Exercise directions
Please add 62 to every bounding box coordinate in the answers, then write out all the items again, requests included, from the start of the items down to and including the line that contains "1133,416 -> 1209,453". Leave the numbers in the requests unchanged.

[Rows from a dataset]
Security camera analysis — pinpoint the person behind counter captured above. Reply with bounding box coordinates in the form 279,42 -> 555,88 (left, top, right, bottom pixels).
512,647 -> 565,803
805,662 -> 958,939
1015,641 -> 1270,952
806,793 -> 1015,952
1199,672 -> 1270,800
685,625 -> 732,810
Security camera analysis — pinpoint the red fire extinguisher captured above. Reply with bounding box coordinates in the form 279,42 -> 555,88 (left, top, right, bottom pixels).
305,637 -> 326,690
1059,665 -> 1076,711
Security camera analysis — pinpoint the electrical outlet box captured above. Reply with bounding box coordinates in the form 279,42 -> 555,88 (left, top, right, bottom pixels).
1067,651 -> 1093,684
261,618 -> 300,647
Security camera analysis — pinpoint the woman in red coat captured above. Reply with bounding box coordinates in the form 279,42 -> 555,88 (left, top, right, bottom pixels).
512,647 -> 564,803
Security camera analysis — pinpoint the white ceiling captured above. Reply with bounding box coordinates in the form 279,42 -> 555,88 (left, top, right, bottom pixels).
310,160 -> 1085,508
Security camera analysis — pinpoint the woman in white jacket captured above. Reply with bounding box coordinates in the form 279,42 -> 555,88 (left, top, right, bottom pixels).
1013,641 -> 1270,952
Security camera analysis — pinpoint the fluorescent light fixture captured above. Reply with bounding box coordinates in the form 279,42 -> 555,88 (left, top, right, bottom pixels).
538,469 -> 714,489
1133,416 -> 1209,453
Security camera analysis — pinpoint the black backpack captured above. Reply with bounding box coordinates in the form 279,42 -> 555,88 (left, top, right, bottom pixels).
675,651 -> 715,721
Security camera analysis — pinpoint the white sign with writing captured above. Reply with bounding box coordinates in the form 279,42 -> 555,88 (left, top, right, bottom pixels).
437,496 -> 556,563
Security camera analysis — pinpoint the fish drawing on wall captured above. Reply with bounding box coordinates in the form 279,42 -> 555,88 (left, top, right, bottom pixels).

Task answer
Security camera analysis — pinpoint the person behind counter captured above. Reply with bounding box coordinates in the form 279,42 -> 555,88 (left, top, right, bottom pixels).
574,709 -> 627,865
867,724 -> 1020,1001
1077,703 -> 1332,1014
868,855 -> 1077,1014
1261,734 -> 1332,862
747,687 -> 794,872
Security camera analysis — pinpoint the red fire extinguisher captured above. Reply with bounding box coordinates in the form 279,42 -> 555,88 (left, top, right, bottom pixels).
367,699 -> 388,752
1121,727 -> 1138,773
Security camera analysis — pinpoint the electrical outlet box captured above. Reply with bounding box coordinates in the form 279,42 -> 555,88 (left, top, right, bottom pixels).
1129,713 -> 1155,746
323,680 -> 362,709
Security camera analysis — pinpoint the woman in red coat captured above. Reply with bounding box coordinates in the form 279,42 -> 555,88 (left, top, right, bottom pixels).
574,709 -> 626,865
Security camera analysis — pinpoint the white ceiling captured above. Reply with bounding box coordinates in the form 279,42 -> 555,88 (left, top, right, bottom pixels).
372,222 -> 1147,570
Security camera analysis — pinpoint the woman in white jacket captured above. Reply with bounding box coordinates in the form 279,42 -> 555,88 (left, top, right, bottom pixels).
1075,703 -> 1332,1014
Security camera analysis — pinpoint the fluorescent light fixture captured above. Reply with bounding box coordinates in the form 279,42 -> 555,88 (left, top, right, bottom pixels).
600,531 -> 776,551
1195,478 -> 1271,515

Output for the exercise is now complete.